4. Laser skin resurfacing

Laser resurfacing uses high-intensity light to zap and improve the look of wrinkles and scars by tightening loose skin. The effect of your treatment and recovery time vary.

"We have lasers that can be superficial or intermediate and deep," says Bahnan Guyuron, chairman of the department of plastic surgery at Case Western Reserve University (Cleveland, Ohio), who has been researching cosmetic treatments for about 30 years. You may see redness from one day to two weeks, depending on how aggressive the treatment is, he says.

The average cost of laser resurfacing was $2,669 in 2008, according to the AACS. The benefits of laser resurfacing usually last between two and five years; if you smoke or don't use sunscreen, it's likely to be on the shorter end of that spectrum, says Baumann.

5. Chemical peels

Used to address mild acne scars, age spots, dull skin texture, skin discoloration, or wrinkles around the eyes or mouth, chemical peels remove the outer layers of the skin and encourage the growth of new, smoother, more evenly colored skin.

Depending on the peel's intensity -- which can range from superficial to medium to deep -- it may cause reddening and peeling that can last up to several weeks. The average cost for chemical peels was $672 in 2008, according to the AACS. The benefits of superficial peels last about a month, while deep peels have results that can last several years.

6. Botox or Dysport

Injections of the now familiar Botox or of Dysport -- which also contains botulism toxin -- can paralyze tiny facial muscles, smoothing out the appearance of lines or wrinkles. The cost of Botox will vary depending on location and doctor, but it averages about $400. The effects of injections may last three to six months, depending on whether you're a repeat customer. (The more injections you've previously had, the longer the results last, Guyuron says.)

7. Filler injections

Injections of fillers containing hyaluronic acid can fill in lines and wrinkles and add volume to skin. Hyaluronic acid is a "naturally occurring sugar that gets lost when you age," and injecting it into wrinkles effectively plumps them up, says Baumann. The average cost of hyaluronic acid treatment was $589 in 2008, according to the AACS, and the effects generally last between six months and a year.

8. Cosmetic surgery

Lifting the skin on the face, neck, eyelids, and forehead can give a tighter appearance. What were once traditionally open procedures -- with larger incisions -- can now often be done endoscopically, with smaller incisions strategically placed in difficult-to-detect areas, such as under the hairline. The procedures can run a few thousand dollars; face-lifts were the most expensive cosmetic procedure in 2008, with an average cost of $7,007, according to the AACS. The effects of cosmetic surgery are somewhat permanent.

"Let's say a person looks 10 years younger" as a result of having surgery, Guyuron says. "That person is going to look 10 years younger for the rest of their life. What we're doing is we're turning the clock back, but we're not stopping the clock."

9. Try prevention

If all this sounds extreme (and expensive), remember that you can start immediately to prevent any further damage: Start wearing sunscreen every day. Lifetime exposure to the sun can wreak serious havoc, says Angelo Cuzalina, president-elect of the AACS.

"When (people) were younger ... they didn't think (the sun) caused any bad signs. Now they're really feeling the effects of it 30 years later." And none of these treatments or procedures are a substitute for healthful eating and regular physical activity. Some doctors, Cuzalina included, will not perform surgery on patients who are so overweight that it might jeopardize post-surgical results.

When Cuzalina sees patients who have a body mass index above 30 (that is, obese), for example, he usually refers them to a weight-loss clinic before he'll operate.

→ DATASET ENTRIES:
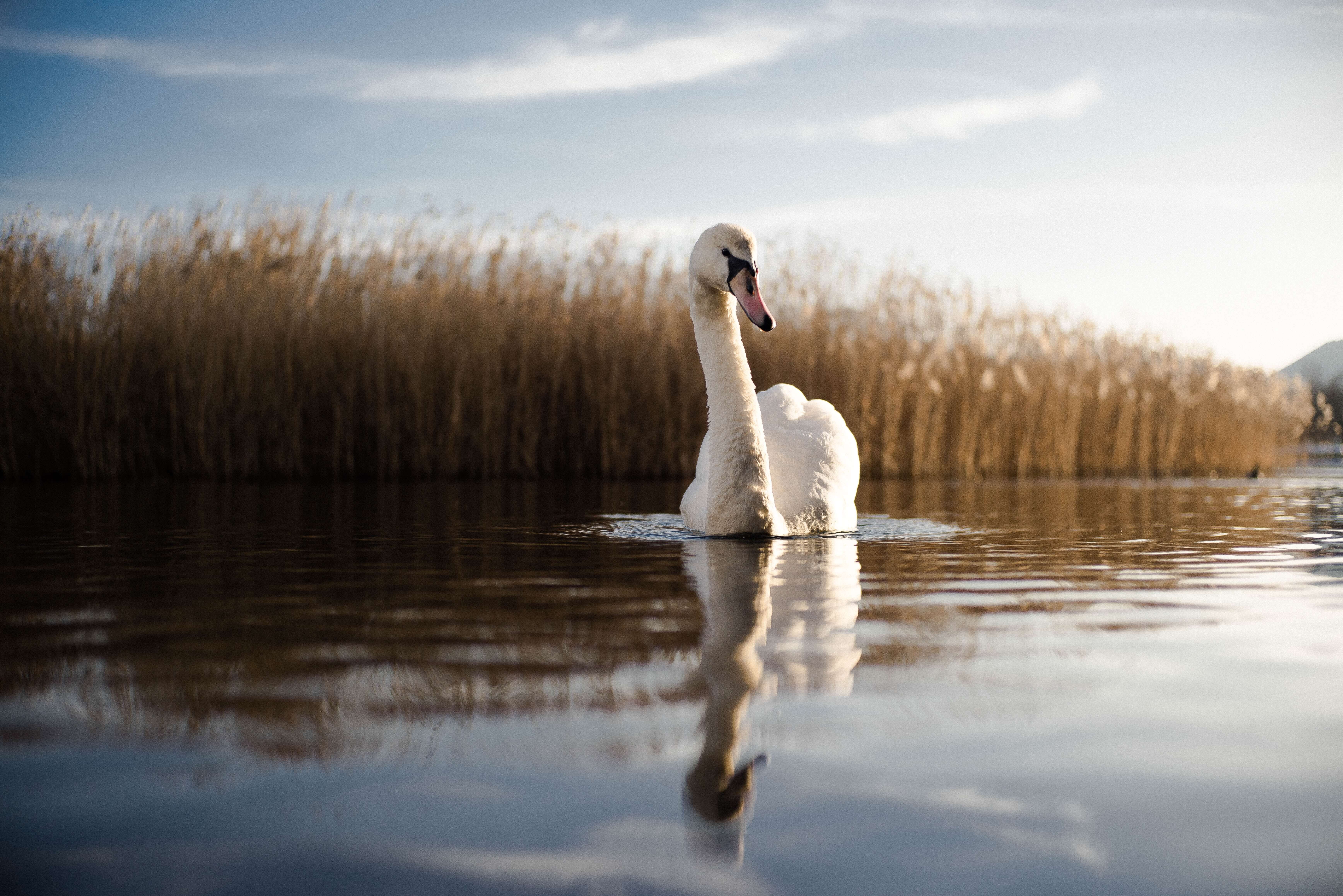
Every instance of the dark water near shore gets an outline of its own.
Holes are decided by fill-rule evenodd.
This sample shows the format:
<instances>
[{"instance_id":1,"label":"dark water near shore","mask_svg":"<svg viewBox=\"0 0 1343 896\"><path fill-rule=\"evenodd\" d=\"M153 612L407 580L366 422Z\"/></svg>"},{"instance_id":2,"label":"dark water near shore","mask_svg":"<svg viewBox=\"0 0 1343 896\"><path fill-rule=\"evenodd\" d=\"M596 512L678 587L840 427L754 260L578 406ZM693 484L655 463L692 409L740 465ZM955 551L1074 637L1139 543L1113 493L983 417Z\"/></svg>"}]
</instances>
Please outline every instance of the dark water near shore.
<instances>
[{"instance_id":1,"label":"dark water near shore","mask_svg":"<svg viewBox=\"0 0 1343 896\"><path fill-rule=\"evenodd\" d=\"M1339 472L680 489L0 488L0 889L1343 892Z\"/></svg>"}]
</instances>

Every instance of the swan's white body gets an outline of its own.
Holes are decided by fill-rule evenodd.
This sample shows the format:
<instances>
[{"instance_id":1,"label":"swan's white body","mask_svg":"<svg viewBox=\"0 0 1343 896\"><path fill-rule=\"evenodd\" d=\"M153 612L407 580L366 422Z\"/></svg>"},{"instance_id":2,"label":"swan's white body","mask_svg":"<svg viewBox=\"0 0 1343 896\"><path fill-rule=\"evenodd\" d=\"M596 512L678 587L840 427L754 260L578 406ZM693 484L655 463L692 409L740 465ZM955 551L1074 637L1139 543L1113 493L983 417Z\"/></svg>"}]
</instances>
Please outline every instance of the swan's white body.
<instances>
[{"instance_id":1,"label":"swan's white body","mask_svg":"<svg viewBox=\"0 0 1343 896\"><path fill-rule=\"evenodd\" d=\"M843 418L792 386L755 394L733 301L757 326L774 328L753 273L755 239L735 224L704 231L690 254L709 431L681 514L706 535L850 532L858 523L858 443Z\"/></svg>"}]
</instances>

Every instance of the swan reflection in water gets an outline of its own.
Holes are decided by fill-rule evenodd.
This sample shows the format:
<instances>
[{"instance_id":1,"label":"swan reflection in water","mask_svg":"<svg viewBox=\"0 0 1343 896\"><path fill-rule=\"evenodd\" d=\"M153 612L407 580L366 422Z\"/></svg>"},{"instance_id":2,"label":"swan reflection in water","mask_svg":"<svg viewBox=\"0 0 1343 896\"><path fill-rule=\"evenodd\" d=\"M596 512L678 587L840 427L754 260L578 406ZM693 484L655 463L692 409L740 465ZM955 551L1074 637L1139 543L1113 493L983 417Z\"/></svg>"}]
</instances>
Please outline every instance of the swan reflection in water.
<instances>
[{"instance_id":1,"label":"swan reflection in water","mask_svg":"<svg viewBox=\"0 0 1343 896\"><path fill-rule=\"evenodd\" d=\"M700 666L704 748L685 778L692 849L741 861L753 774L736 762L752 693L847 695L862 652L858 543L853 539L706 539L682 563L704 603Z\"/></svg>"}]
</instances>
* * *
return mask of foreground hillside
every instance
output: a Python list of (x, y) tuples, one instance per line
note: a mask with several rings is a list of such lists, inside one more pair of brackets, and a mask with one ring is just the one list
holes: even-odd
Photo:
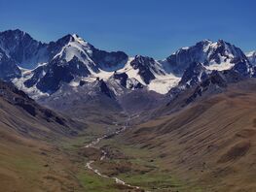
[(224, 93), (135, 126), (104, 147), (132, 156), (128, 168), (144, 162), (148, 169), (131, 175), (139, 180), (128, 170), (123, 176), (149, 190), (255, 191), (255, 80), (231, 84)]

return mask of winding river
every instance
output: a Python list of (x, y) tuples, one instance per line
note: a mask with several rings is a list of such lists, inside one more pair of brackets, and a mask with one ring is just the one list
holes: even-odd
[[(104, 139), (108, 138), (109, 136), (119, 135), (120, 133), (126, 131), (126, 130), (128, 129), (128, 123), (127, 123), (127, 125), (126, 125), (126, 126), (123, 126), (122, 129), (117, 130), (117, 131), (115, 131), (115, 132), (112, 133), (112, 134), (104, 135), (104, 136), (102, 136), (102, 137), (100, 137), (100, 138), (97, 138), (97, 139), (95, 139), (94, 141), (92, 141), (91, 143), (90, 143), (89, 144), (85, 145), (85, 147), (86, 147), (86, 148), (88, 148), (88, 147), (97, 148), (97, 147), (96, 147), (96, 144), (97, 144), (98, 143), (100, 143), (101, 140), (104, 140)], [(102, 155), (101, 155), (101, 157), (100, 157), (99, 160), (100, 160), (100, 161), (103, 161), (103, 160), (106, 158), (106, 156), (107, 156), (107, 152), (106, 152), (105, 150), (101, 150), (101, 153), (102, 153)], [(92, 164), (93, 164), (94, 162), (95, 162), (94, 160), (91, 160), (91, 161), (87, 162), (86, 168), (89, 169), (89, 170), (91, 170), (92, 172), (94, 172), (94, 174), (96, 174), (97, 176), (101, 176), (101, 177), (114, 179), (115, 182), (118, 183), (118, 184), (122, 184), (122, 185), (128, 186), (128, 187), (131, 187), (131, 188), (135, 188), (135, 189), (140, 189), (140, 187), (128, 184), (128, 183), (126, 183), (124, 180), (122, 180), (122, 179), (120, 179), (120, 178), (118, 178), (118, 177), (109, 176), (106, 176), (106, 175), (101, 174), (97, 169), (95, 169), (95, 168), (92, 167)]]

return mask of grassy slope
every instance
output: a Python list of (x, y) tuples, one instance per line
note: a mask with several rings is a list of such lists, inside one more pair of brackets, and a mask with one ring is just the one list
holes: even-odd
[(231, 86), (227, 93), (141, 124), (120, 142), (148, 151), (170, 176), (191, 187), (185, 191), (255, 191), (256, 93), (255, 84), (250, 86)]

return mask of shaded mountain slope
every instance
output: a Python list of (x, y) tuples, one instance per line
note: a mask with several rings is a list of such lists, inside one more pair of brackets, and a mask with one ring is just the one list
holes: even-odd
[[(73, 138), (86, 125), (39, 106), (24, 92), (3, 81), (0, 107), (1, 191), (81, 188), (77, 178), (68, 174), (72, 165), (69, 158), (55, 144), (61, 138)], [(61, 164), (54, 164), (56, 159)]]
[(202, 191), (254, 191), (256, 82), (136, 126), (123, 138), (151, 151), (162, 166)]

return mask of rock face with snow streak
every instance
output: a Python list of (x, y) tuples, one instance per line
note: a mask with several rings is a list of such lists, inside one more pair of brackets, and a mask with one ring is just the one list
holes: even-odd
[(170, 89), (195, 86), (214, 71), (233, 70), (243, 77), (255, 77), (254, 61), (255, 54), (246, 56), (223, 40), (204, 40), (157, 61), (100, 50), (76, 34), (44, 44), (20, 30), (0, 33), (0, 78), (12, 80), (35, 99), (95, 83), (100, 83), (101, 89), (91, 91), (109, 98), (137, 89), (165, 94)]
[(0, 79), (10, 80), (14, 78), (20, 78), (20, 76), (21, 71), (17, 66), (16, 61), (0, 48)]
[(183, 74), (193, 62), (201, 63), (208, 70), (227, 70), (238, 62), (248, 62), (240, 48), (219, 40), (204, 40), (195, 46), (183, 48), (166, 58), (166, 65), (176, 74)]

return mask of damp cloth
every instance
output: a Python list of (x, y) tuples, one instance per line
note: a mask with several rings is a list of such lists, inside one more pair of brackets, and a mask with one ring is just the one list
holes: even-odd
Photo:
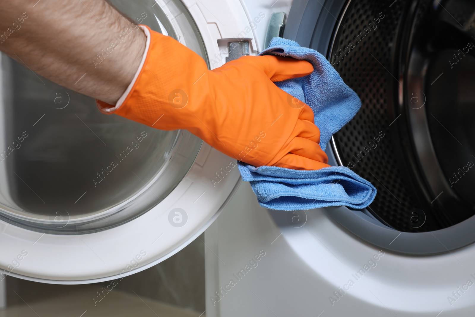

→ THE TASK: Summarize the passage on skin treatments in two sentences. The records have no connection to the passage on skin treatments.

→ ANSWER BELOW: The passage describes treatments for wrinkles, lines and other skin concerns, namely laser resurfacing, chemical peels, Botox or Dysport, hyaluronic acid fillers and cosmetic surgery, along with what each costs and how long its effects last. It also recommends prevention through daily sunscreen and notes that none of these treatments substitutes for healthful eating and regular physical activity.